EXERCISE INSTRUCTIONS
From the records below, pull out each line that contains the word "dark". Case counts.

:::

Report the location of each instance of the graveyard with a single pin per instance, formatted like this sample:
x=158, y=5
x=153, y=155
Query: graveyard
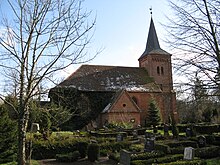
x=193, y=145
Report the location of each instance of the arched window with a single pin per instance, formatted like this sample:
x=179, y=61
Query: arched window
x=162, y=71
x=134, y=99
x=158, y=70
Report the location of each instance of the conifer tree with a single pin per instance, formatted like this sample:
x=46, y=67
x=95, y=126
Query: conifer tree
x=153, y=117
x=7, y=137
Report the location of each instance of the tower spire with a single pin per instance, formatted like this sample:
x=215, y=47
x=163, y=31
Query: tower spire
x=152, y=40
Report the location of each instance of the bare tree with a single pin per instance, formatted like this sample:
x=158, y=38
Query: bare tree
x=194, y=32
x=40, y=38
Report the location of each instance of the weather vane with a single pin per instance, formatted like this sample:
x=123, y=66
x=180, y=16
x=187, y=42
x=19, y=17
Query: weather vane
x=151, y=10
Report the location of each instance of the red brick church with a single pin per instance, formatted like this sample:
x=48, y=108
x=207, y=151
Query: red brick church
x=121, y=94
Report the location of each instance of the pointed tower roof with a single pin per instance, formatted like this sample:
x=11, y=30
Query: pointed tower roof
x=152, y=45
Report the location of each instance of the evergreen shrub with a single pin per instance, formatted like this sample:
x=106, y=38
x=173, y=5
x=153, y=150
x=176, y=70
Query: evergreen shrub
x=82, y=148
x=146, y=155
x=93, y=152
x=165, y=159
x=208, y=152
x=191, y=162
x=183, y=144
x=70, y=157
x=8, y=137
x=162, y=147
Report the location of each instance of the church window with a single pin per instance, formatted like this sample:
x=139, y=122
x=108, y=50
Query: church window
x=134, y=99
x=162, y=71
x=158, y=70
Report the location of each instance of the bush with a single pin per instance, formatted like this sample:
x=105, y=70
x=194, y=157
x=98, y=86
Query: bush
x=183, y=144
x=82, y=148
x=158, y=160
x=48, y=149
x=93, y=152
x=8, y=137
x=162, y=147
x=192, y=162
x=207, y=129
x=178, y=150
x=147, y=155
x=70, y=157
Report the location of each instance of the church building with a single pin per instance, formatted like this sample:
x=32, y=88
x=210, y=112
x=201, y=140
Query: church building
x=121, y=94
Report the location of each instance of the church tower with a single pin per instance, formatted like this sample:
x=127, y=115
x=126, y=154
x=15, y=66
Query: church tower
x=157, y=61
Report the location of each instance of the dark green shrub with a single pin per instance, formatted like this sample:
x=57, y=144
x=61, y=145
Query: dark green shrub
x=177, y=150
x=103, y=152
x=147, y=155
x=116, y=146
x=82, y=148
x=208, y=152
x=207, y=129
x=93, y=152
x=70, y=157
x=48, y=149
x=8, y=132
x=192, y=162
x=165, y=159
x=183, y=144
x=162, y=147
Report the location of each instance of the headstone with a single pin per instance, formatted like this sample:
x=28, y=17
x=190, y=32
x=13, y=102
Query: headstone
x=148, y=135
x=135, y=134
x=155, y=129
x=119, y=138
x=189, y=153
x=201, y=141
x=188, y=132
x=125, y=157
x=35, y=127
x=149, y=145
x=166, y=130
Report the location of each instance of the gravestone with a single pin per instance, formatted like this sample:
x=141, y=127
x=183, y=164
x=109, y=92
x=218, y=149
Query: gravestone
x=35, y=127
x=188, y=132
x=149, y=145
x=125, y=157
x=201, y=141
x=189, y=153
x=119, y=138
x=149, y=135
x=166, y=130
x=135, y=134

:::

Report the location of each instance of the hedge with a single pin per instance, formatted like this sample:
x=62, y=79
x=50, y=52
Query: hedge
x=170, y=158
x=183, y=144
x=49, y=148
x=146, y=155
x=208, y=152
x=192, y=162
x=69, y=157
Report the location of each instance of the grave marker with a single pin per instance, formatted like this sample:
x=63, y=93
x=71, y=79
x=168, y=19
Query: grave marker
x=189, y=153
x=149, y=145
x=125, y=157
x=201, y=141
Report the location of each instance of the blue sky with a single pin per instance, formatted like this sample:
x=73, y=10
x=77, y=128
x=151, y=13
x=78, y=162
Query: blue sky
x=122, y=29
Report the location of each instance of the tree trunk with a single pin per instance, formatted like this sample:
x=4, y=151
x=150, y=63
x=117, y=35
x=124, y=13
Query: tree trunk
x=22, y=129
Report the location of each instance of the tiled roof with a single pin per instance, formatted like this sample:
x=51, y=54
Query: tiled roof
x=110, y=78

:::

TASK RESULT
Report the location of each instance of the dark green shrub with a single pin per instance, formatted like this sample:
Query: dark green shrub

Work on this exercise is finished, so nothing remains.